Quote the court opinion below from "On appeal, Schumann" up to and including "prior strike convictions.", keeping every word unchanged.

# Text extract
━━━━
Opinion
NOT TO BE PUBLISHED
APPEAL from a judgment of the Superior Court of San Diego County No. SCD217186, Leo Valentine, Jr., Judge.
BENKE, Acting P. J.
A jury convicted Joseph R. Schumann of four counts of lewd and lascivious conduct on a child under the age of 14. Schumann admitted prior convictions for forcible rape in 1986 and child molestation in 1993 that constituted strikes under California's Three Strikes law.
On appeal, Schumann contends there was insufficient evidence of his intent to obtain sexual gratification in connection with the touching of the victim in count 1. He further contends the trial court abused its discretion when it declined to strike at least one of his prior strike convictions.
As we explain, we reject both contentions and affirm the judgment of conviction.
FACTUAL AND PROCEDURAL OVERVIEW
Because Schumann's appeal challenges the sufficiency of the evidence in count 1, we describe in detail the facts surrounding the molestation of the single female victim (Victim).
As discussed post, we are required to view the evidence in the light most favorable to the judgment of conviction. (See People v. Osband (1996) 13 Cal.4th 622, 690.) Certain portions of the factual and procedural history related to Schumann's claims of error are discussed post, in connection with those issues.
━━━━
# Data records
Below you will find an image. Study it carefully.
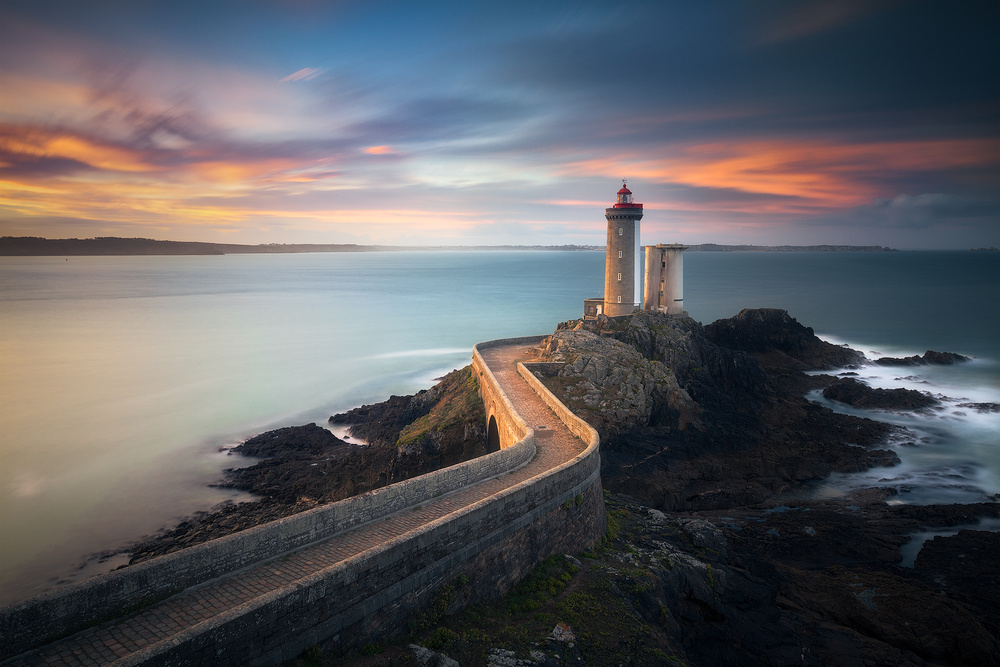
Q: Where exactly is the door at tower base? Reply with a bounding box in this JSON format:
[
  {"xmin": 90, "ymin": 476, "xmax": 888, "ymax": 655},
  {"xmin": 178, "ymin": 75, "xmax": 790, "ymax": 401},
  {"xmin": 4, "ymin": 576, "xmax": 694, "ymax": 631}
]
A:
[
  {"xmin": 642, "ymin": 243, "xmax": 687, "ymax": 316},
  {"xmin": 583, "ymin": 296, "xmax": 604, "ymax": 320}
]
━━━━
# Completed task
On appeal, Schumann contends there was insufficient evidence of his intent to obtain sexual gratification in connection with the touching of the victim in count 1. He further contends the trial court abused its discretion when it declined to strike at least one of his prior strike convictions.